Problem statement → Copy the Driscoll's serialization article from "Herb Wong of" through "function at scale.", inclusive, swapping every "Robin" for "Alfred".

A Driscoll's blueberry clamshell carrying two QR codes — one pre-printed on the brand label, one applied at the farm. Together they're central to a serialization program that has given more than a billion packages a unique, traceable identity.
Herb Wong of Antares Vision quickly sorted the working relationship between he and his client Dana Biancardi of massive berry producing brand Driscoll's.
"She's Batman," said Wong, chief customer officer at Antares. "I'm Robin."
The arrangement remains after about five years, the span of what they call one of the most ambitious serialization projects in fresh produce history. Biancardi, senior program manager at Driscoll's, represents the business outcomes and operational reality. Wong handles the technical architecture, making it function at scale.
Together they've put a unique, serialized identity on more than one billion clamshells of strawberries, raspberries, blackberries, and blueberries, including production throughput above 50 million serial numbers/month and a migration to fully GS1 Digital Link-compliant codes now underway.
The project isn't finished, but what they've built is already rewriting what is possible for a fresh produce brand trying to close the loop between the farm and the consumer.
Two Million Unactionable Survey Responses
Driscoll's sources from more than 4,000 independent growers across the U.S. and Mexico, and its berries move through thousands of retail locations globally. By its own estimate, the company receives more than two million consumer survey responses per year, but it couldn't act on the direction those results gave.
"Consumers say 'we love your berries,' but that information was useless, because you don't know the variety, you don't know where those berries came from," said Wong.
PTI labels on the trays carried supply chain data, but once merchandisers broke them down at retail, that connection was gone. "So harvest date, there's no way to track that," said Biancardi. "Variety information, field conditions, the producing area... we really have no way to link that info back to a product."
Without traceability to the source, quality problems couldn't be attributed to specific farms, fields, or varieties. High-performing growing conditions couldn't be isolated and replicated. The company was, to paraphrase Biancardi, flying blind by making important decisions from a minuscule amount of feedback.

Given data →
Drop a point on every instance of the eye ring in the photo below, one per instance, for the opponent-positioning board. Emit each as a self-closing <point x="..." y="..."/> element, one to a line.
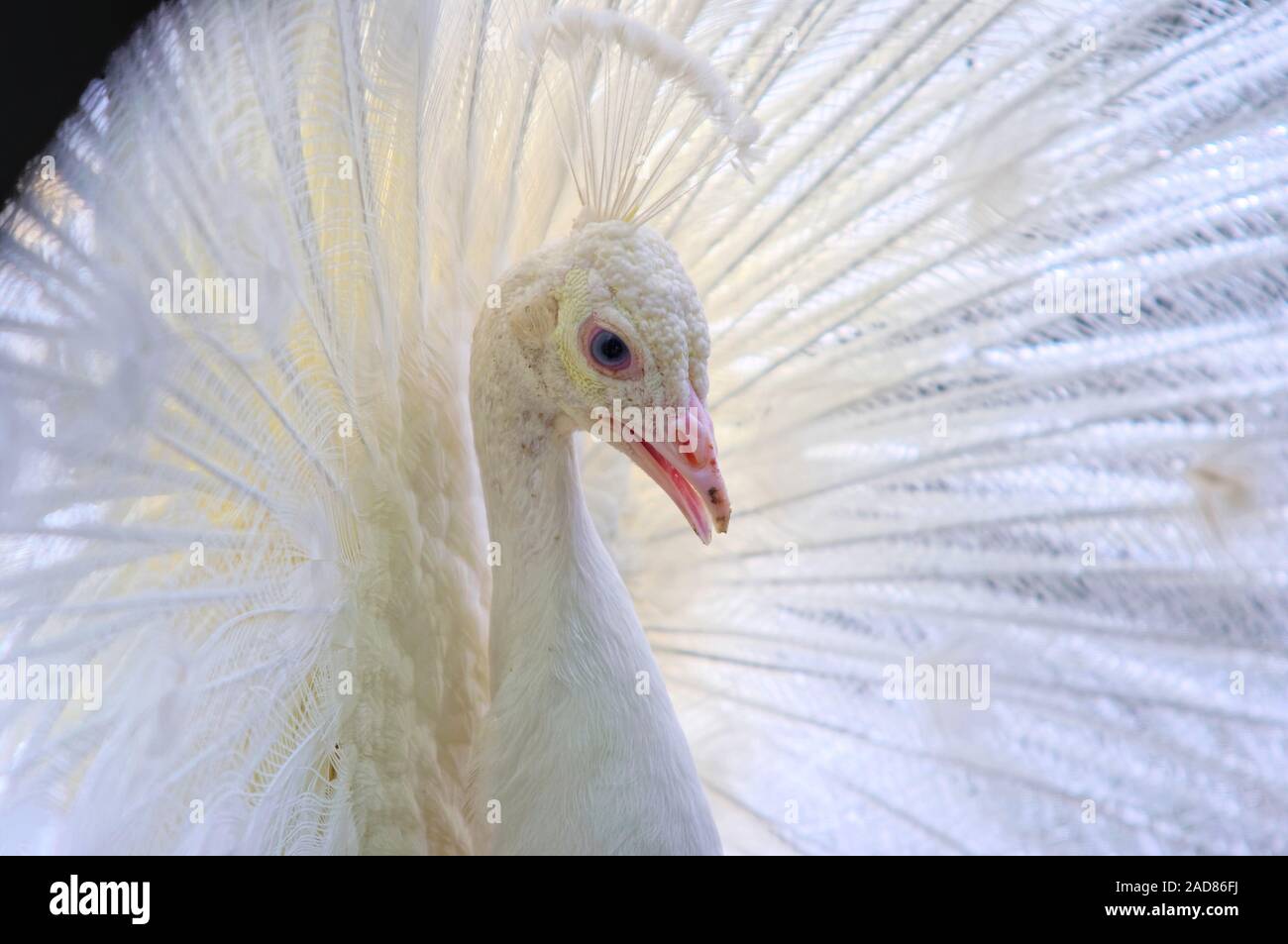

Solution to this exercise →
Herb Wong of Antares Vision quickly sorted the working relationship between he and his client Dana Biancardi of massive berry producing brand Driscoll's.
"She's Batman," said Wong, chief customer officer at Antares. "I'm Alfred."
The arrangement remains after about five years, the span of what they call one of the most ambitious serialization projects in fresh produce history. Biancardi, senior program manager at Driscoll's, represents the business outcomes and operational reality. Wong handles the technical architecture, making it function at scale.